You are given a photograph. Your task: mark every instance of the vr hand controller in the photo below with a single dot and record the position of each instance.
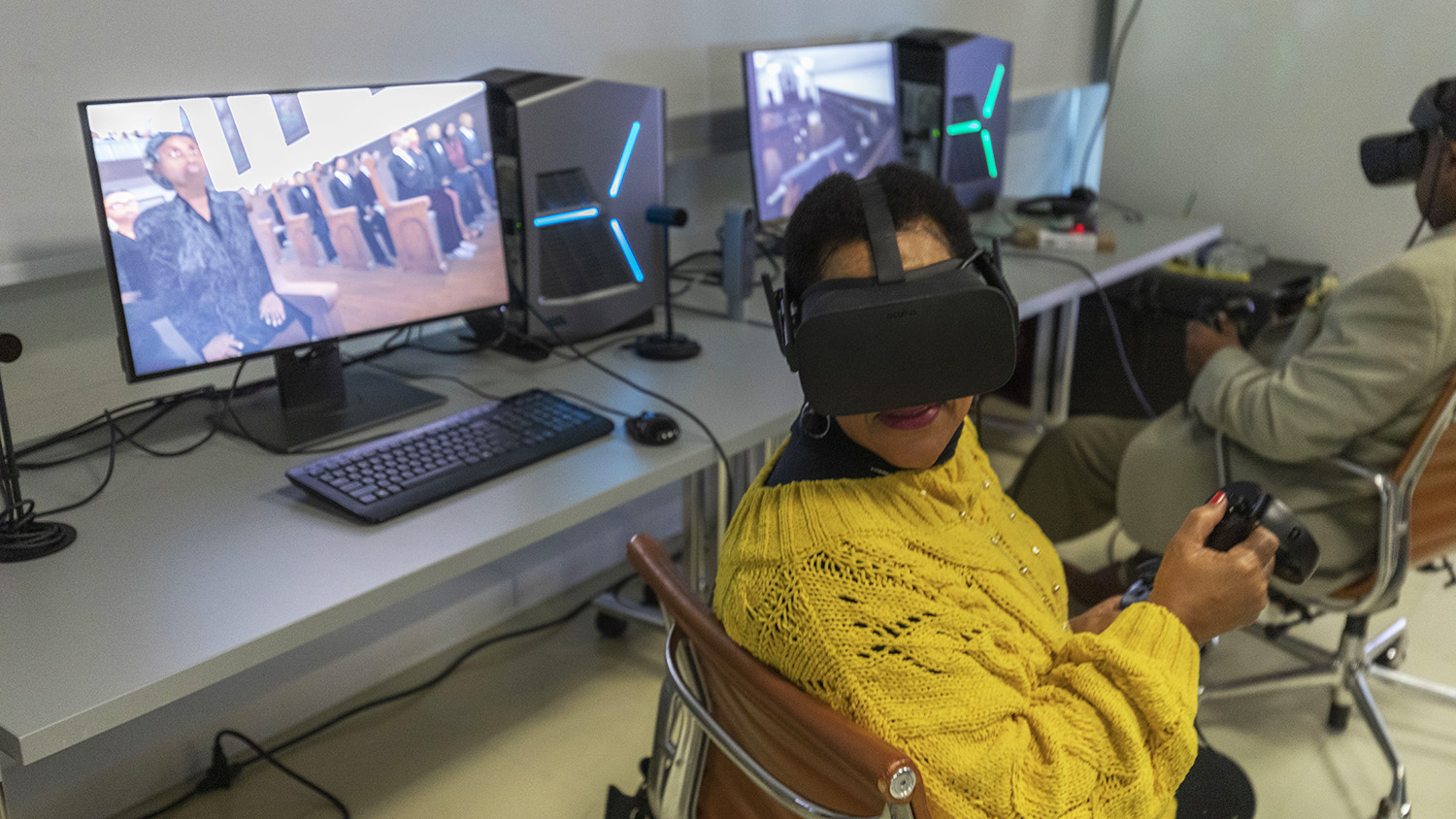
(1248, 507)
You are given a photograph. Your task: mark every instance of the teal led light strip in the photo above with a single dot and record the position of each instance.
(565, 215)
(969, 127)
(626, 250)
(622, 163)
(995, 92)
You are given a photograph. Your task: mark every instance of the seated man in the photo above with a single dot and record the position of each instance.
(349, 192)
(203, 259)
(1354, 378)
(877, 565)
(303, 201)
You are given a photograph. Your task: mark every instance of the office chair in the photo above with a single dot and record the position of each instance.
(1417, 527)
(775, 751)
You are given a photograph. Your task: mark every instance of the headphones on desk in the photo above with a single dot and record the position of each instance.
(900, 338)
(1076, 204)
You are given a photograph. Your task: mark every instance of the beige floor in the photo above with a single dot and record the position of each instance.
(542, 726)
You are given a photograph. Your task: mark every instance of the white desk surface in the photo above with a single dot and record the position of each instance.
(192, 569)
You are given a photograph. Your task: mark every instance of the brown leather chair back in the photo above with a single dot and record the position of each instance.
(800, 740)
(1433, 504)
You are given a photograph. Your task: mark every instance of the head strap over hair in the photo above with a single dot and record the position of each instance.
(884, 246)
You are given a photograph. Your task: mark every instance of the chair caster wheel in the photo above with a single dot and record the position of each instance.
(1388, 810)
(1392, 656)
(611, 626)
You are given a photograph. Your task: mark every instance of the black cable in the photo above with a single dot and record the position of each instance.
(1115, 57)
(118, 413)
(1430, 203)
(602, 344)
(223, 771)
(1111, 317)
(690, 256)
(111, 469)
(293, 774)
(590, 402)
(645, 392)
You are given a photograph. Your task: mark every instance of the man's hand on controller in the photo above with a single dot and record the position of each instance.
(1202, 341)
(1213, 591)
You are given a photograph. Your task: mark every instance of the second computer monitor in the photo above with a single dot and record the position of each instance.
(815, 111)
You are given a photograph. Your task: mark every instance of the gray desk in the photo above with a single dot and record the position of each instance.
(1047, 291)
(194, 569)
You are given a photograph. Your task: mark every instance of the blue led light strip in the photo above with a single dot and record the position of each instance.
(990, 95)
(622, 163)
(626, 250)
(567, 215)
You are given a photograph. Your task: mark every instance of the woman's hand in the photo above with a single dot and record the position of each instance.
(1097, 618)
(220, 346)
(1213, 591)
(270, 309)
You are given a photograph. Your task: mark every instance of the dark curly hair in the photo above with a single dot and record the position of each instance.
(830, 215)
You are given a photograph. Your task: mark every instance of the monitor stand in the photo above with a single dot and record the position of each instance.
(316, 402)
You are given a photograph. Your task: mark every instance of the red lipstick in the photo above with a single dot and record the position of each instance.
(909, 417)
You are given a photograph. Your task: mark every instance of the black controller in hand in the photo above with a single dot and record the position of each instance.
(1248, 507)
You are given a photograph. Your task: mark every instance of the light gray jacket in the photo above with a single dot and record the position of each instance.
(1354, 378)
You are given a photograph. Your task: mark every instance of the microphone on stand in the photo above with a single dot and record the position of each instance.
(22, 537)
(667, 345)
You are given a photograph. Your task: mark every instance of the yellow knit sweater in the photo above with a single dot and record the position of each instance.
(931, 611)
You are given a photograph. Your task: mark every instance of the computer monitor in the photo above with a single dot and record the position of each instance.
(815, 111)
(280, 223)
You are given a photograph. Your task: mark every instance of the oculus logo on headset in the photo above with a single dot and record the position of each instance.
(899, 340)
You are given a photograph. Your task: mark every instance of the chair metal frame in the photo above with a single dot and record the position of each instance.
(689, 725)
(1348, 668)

|---|

Prompt: Reproduce the data above word for word, covering the stretch from the line containing "of the monitor" through the final line of the data, with both ends included.

The response:
You are given a photograph. Your task: mark every instance of the monitor stand in the photo above with a single dot and record the position of each instance.
(316, 402)
You are given a photograph. Your task: mark every instance of the red lipstick in the photo above with a single dot and record the position of each instance.
(909, 417)
You are given a photograph. Your task: mark every instance of the black controller in hand in the photo above with a single dot and record the position of each instance.
(1248, 507)
You are given a photograph. Your task: mark every instance of the light gray jacket in the photo above with a single dot and record the position of each instance.
(1354, 378)
You are given a photograph. Your task: mark every instance of the microphone on stand in the photo above with a single dot and record the position of each instance.
(22, 537)
(667, 345)
You are given a photograph. Your task: mark every instance of the yellow knit sweater in the photo above with a single dot and record the position of each instance.
(931, 611)
You are given a photograph. Your task: mark every instance of the computer monitor in the photo above with a single dot and record the position of each instance.
(815, 111)
(280, 223)
You are given a photograph. Your task: mark every instance of the oculus logo on headset in the photo above with a single dot and record the position of each instance.
(899, 340)
You are given a photograph. Your task: mark every instance of the chair metal frame in the photo above with a single dot and record the position of each instance.
(689, 725)
(1348, 668)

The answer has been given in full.